[Text-to-region grounding data]
------------------------------------------------
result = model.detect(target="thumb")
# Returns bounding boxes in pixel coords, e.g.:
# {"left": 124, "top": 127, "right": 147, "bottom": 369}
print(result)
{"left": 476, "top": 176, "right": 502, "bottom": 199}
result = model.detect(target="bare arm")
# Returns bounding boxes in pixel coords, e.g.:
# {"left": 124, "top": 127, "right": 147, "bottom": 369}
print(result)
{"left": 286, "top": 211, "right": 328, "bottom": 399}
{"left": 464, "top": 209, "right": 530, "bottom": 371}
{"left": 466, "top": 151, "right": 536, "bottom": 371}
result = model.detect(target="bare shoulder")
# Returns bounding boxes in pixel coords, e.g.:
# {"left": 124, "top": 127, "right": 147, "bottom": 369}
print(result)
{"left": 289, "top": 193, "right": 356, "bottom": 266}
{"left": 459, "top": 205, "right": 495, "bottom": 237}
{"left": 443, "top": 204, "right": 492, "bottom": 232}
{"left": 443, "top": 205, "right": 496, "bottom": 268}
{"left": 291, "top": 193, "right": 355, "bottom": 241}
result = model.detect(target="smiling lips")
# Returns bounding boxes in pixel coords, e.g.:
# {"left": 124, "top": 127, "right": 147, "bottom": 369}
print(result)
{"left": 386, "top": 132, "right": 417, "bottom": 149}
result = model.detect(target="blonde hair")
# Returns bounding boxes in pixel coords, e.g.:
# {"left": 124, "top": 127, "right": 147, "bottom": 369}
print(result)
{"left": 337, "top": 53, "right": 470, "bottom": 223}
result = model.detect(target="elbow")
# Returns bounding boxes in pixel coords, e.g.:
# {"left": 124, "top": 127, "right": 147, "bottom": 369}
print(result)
------------------------------------------------
→ PROBLEM TO WORK ON
The answer must consist of each line from the entries that contains the string "model".

→ FINISHED EXERCISE
result = model.detect(target="thumb")
result = model.detect(target="bare arm")
result = model.detect(target="bare shoulder")
result = model.detect(target="smiling lips")
result = model.detect(target="blonde hair")
result = model.detect(target="elbow")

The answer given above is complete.